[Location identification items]
=-=-=-=-=

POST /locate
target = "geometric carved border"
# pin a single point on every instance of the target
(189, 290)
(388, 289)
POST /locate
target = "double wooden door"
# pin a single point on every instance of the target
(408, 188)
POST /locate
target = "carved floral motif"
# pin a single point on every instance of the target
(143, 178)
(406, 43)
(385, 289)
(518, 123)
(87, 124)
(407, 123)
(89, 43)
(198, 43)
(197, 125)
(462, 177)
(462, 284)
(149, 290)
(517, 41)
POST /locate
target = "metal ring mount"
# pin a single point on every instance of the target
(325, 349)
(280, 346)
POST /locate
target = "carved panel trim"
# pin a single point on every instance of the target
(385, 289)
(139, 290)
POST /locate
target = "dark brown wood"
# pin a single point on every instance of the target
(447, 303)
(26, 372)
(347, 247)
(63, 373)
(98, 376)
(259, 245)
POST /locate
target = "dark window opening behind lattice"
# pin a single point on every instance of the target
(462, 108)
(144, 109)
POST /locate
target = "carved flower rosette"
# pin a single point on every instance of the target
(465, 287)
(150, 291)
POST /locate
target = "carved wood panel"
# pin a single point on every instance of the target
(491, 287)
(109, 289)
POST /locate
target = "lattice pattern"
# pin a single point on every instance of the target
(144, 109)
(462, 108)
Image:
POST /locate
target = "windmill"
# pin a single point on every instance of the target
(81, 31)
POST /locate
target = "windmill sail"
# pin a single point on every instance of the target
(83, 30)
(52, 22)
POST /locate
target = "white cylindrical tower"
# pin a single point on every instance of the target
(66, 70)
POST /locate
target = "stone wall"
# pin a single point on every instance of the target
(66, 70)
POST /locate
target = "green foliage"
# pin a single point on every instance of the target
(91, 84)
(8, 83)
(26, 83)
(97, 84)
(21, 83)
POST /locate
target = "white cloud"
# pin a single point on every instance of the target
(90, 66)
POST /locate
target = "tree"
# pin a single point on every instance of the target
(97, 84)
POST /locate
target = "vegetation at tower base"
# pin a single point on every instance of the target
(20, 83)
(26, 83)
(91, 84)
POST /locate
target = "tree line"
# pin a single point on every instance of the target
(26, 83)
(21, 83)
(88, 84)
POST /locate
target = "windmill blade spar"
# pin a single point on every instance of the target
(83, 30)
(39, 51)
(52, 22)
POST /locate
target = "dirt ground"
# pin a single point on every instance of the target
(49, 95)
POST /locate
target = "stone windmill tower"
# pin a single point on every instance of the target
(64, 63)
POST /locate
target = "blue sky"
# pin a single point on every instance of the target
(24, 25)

=-=-=-=-=

STATED GOAL: Pick out and copy every line in the material above that contains the string "panel". Case counts.

SOLUTION FOR THIS PROBLEM:
target = "carved panel trim"
target = "carved wood panel"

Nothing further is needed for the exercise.